Selected passage

All tracks can accomodate 3.66 wide suburban trains.These trains are routinely transported behind locomotives from their manufacturers to the cities. However, the wide suburban trains are not permitted to operate commercially in non-suburban sections. When non-suburban sections are converted for suburban operation the tracks are slightly realigned to allow for safe enough gap between two passing trains. The non-suburban rolling stock doesn’t exceed 3.25 meters in width.
They probably need to widen the track centers for higher-speed operation anyway. In Germany the standard for track center spacing is if I remember correctly 4 meters up to 160 km/h and 4.5 meters above 160.
Sir! I feel your map of possible HSR routes probably included routes which may not be necessary as 300 kmph+ HSR lines. Connections like Hyderabad-Raipur-Gaya, Nasik-Dhule-Indore-Gwalior, Ahmedabad-Indore-Jabalpur-Dhanbad, Mangluru-Mysuru-Bengaluru, Belgaum-Goa-Mangluru-Ernakulam, Raipur-Cuttack, Chennai-Madurai-Thiruvanthapuram don’t need end-to new high speed tracks. These routes can be cobbled up by upgrading and optimizing conventional railway lines (may be 200-250 mph) and constructing a few new sections to bypass Mountain passes (Ghats as they are called in India) and filling in any missing links. The remaining lines pretty much makes up the diamond quadrilateral as proposed by Indian govt.
Kindly read 200-250 mph as 200-250 km/h in the second post. Auto correct is to be blamed for that.
This reinforces my belief that any and every blog or news site that purports to be part of any kind of technical discussion (ie. anything in the known universe) should have a metric-only policy, and if necessary have an auto-conversion for their sites. I’m looking at you Benjamin Turon–your long post is a horror of mixed imperial units that are meaningless, or at the least headache-inducing, to 99.99% of anyone with any kind of technical training, including those in the US–it may be the sole remaining hold-out on imperial measures but in reality all of its technicians do their day-to-day work in metric. Yesterday while channel surfing I chanced upon Star Trek TNG (already >30 years old?) and even it was using metric for everything so one can assume it is a given that even the most backward of advanced countries converts eventually; but Alon let’s not wait for the 26th century! Don’t you think being in the 21st century is enough? Be part of the solution, not part of the problem, please.

Complete the following
[1] In the railway discussion, translate this sentence into Spanish: "In Germany the standard for track center spacing is if I remember correctly 4 meters up to 160 km/h and 4.5 meters above 160."
[2] Write the next part of the railway discussion, starting after its final comment.

Rows from an object-pointing dataset:
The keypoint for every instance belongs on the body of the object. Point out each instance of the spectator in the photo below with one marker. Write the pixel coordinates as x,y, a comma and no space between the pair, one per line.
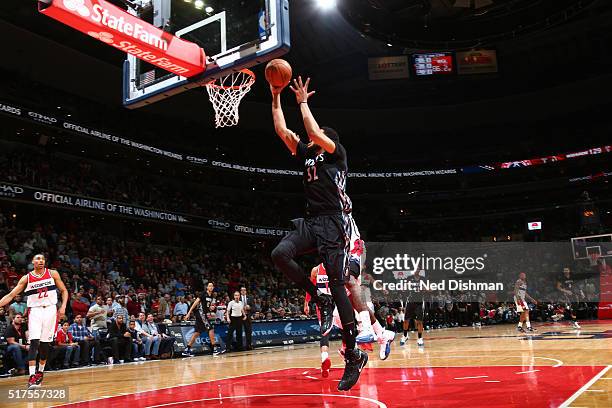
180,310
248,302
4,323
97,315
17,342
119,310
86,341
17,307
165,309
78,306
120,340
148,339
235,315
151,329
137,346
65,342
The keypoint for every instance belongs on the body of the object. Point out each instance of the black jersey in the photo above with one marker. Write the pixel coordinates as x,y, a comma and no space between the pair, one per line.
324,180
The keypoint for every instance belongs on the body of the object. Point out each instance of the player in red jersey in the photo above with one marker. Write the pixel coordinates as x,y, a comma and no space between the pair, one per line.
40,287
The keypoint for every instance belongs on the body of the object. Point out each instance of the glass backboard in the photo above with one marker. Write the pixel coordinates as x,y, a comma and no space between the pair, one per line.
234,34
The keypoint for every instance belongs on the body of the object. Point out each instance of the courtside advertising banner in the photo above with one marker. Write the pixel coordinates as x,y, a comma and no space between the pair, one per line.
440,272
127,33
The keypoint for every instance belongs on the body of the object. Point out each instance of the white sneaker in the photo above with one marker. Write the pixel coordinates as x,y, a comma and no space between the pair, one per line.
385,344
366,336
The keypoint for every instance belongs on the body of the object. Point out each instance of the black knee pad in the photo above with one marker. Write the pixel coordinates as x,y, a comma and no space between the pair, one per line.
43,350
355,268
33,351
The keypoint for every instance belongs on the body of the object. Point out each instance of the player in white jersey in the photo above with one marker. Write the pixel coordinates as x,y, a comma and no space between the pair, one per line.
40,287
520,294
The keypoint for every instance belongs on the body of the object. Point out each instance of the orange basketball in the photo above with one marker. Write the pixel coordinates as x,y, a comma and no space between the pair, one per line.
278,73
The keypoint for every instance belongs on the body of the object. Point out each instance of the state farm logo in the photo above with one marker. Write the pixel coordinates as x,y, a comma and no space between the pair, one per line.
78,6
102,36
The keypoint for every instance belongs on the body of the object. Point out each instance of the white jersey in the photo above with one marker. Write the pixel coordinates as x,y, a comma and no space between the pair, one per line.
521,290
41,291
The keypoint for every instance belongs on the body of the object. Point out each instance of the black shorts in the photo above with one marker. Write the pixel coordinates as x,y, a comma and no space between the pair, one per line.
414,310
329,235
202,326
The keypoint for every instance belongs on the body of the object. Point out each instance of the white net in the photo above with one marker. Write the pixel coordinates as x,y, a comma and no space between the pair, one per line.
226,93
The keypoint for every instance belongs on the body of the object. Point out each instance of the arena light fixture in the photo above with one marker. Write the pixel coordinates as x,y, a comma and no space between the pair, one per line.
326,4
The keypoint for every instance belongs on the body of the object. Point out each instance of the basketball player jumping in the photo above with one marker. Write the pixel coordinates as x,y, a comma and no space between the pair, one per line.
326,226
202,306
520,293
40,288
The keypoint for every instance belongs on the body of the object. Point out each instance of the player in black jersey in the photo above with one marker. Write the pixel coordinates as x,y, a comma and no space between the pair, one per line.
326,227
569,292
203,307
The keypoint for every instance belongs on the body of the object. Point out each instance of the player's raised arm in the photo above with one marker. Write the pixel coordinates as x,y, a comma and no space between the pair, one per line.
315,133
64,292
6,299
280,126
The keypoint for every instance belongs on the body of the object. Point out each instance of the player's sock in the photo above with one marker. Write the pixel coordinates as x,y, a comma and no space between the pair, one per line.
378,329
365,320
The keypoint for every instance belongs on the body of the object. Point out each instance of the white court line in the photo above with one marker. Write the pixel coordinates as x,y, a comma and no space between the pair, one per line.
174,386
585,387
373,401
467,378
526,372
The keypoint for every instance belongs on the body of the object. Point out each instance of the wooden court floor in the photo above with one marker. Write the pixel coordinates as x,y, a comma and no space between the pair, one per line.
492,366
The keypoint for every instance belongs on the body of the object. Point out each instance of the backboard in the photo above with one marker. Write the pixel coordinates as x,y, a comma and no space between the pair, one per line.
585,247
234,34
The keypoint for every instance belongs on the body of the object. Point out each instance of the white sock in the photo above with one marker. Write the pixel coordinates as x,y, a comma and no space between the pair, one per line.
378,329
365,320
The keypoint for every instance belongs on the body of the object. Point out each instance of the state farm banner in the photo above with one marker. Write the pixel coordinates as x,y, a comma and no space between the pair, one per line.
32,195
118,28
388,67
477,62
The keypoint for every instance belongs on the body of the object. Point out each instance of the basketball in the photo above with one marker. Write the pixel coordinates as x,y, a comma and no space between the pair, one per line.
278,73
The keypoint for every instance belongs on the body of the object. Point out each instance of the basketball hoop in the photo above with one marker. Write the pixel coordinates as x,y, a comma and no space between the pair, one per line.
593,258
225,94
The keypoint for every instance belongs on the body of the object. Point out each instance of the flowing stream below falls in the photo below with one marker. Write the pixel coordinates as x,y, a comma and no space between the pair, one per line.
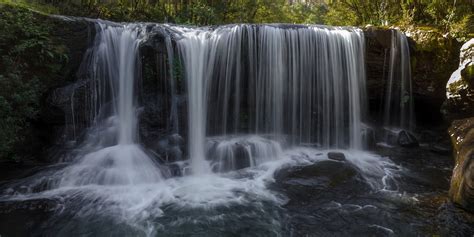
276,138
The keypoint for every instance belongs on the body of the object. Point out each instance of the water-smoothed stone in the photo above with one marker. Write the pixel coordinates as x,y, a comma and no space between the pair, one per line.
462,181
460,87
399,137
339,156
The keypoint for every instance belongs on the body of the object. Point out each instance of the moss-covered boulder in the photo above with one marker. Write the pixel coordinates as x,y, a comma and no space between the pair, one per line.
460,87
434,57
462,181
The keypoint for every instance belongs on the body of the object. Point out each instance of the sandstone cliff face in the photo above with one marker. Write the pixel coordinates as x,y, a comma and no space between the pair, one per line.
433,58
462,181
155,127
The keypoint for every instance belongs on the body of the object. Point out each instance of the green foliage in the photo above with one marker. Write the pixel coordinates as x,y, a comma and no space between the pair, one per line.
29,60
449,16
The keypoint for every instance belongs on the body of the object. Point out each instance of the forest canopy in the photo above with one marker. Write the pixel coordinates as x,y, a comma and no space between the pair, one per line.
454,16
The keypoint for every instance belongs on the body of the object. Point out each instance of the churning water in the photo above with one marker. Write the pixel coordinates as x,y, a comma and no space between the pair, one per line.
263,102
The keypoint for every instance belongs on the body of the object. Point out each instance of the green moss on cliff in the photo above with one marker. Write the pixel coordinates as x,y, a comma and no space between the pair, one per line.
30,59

==

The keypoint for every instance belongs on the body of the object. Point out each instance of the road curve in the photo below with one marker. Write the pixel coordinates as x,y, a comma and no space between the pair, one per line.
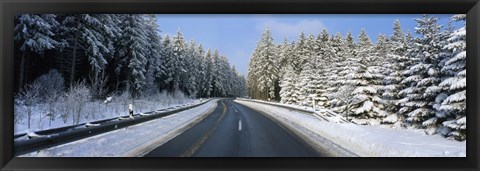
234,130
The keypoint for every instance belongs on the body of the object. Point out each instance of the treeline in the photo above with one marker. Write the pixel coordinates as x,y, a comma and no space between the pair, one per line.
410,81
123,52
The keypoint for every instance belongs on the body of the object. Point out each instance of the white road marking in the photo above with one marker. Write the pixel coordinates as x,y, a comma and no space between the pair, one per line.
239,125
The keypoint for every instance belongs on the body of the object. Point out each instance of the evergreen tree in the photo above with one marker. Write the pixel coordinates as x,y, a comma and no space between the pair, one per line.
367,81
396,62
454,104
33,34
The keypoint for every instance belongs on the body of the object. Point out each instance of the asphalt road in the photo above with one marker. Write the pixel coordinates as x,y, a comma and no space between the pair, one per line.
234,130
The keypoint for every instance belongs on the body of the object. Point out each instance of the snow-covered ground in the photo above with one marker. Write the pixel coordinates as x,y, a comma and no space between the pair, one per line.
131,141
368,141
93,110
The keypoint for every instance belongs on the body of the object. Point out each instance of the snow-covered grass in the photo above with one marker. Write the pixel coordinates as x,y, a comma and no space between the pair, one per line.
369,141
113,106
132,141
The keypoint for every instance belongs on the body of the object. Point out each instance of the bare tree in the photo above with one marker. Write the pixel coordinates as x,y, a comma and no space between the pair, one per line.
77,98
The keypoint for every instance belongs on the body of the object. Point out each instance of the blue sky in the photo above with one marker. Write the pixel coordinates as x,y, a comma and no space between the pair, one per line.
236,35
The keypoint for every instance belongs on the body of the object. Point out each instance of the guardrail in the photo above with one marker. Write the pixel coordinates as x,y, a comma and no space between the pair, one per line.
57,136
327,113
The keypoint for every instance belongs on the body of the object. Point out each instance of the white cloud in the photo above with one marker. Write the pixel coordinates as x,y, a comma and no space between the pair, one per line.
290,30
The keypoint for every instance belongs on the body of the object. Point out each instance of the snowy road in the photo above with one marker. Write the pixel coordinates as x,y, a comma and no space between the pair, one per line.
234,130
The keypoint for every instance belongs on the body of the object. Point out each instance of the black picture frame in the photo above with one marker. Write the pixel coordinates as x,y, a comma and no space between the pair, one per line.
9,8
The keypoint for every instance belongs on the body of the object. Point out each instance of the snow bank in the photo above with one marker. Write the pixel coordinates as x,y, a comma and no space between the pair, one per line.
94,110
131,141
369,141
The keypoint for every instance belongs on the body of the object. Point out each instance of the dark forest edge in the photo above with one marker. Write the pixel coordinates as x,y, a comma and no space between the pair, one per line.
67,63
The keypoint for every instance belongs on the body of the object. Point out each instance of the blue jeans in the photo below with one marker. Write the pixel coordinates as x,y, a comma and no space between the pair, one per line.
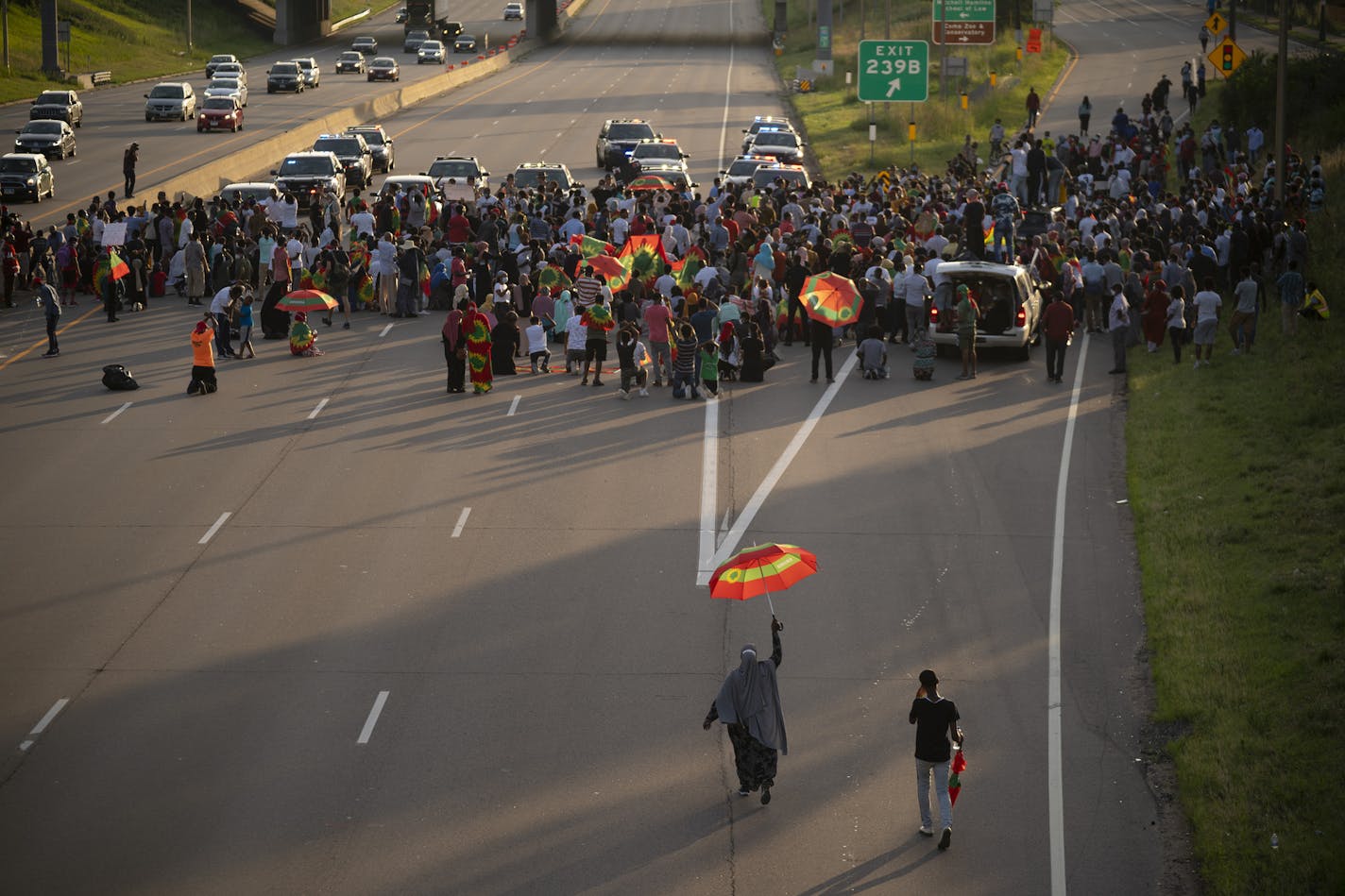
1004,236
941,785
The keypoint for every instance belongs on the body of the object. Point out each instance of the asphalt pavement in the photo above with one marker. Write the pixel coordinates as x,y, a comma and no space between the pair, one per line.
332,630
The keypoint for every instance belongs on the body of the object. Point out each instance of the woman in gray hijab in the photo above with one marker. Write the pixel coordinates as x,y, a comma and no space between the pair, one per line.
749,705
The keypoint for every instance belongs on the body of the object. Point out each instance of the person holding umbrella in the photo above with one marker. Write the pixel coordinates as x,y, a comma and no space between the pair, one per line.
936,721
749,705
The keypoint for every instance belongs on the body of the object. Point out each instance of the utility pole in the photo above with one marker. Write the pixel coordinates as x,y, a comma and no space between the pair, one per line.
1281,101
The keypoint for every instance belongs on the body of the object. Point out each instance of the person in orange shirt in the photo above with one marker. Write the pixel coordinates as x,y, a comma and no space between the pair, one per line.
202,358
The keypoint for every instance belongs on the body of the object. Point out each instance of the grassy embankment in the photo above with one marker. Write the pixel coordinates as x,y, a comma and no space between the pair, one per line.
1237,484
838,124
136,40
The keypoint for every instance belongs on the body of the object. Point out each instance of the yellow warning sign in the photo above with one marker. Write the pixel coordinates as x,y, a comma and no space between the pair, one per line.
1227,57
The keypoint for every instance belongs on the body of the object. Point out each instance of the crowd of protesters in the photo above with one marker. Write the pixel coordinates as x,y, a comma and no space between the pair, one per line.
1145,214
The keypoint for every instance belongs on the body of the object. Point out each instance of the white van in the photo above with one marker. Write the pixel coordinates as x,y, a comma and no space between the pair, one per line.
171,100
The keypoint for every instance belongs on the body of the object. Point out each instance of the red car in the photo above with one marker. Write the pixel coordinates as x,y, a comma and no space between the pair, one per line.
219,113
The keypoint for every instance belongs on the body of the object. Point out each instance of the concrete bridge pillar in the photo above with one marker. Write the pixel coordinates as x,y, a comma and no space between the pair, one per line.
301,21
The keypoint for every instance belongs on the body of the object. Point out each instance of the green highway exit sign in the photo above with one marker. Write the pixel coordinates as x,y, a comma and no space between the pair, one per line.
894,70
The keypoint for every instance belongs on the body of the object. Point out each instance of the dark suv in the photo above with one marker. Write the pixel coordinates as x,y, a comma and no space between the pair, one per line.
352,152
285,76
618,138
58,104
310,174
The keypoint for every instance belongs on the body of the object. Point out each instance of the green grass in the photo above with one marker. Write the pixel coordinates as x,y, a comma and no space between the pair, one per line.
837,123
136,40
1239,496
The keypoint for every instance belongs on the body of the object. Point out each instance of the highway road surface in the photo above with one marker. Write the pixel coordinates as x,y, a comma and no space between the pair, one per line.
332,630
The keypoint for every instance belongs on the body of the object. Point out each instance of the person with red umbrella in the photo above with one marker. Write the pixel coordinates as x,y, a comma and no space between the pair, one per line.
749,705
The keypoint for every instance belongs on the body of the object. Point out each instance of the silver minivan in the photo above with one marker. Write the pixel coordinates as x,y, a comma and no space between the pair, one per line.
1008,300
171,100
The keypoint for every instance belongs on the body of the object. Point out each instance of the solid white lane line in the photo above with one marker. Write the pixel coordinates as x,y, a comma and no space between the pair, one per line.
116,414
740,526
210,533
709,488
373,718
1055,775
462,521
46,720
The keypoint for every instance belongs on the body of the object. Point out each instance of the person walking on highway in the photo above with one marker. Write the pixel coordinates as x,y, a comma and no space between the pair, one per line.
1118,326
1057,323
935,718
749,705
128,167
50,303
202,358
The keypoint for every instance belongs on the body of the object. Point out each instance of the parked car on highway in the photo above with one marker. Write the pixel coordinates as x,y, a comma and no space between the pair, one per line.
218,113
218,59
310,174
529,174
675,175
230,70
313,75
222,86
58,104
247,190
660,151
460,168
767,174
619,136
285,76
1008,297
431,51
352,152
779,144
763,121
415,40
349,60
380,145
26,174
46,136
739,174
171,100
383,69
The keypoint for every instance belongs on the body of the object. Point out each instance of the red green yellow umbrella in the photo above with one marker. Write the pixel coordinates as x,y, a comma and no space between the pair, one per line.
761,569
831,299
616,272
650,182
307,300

Task-by-task answers
[1] En Alemania, la norma para la distancia entre ejes de vías es, si mal no recuerdo, de 4 metros hasta 160 km/h y de 4,5 metros por encima de 160.

[2]
When was in India, I was quite surprised at the semi-frequent use of British imperial units here and there. Homes there are sold by sq ft for example. I would have thought they would have smashed those units, like Oz, NZ and CA (maybe?), but that was not the case. Still wondering why this is, especially for a country that likes to be seen as “independent”.
They are independent. They aren’t submitting to the tyranny of the SI system for everything. How many lakh are there in a crore?
To be honest, apartment measuring to 500 sq.ft,1000 sq.ft, 1200 sq.ft translates to 46, 92 and 111 sq meters. So the public uses the unit with round figures. For decades after the Indian rupee was made metric (1 rupee = 100 paise), the public was still counting in ‘annas’ from the older system (1 rupee = 16 annas = 96 paise); 25 paise was called 4 annas (actually 24 paise) and 50 paise was called 8 annas (48 paise).
Isn’t that proof that continued use of Imperial measure is itself a measure of reactionary forces/mindset and perhaps a vastly misplaced fawning over the British ruling class? (A version of cultural cringe?) Much like in the UK itself which “went metric” by law about 40 years ago yet (IIRC it was 1977), yet has never managed to implement it in all that time. Thanks of course to Maggie T.
Contrary to adirondacker, I think 99% of the world knows who is being tyranicized by what. OK, ‘dacker I want to terrorize you: how many crore nanometres are in one inch?
2.54 with a really big number after it, has been for a really long time too. 1860s in the U.S.? I’m not gonna look it up. I suspect the concept of nanometer comes somewhat after the inch was defined as 2.54 centimeters. I don’t have to measure things that small.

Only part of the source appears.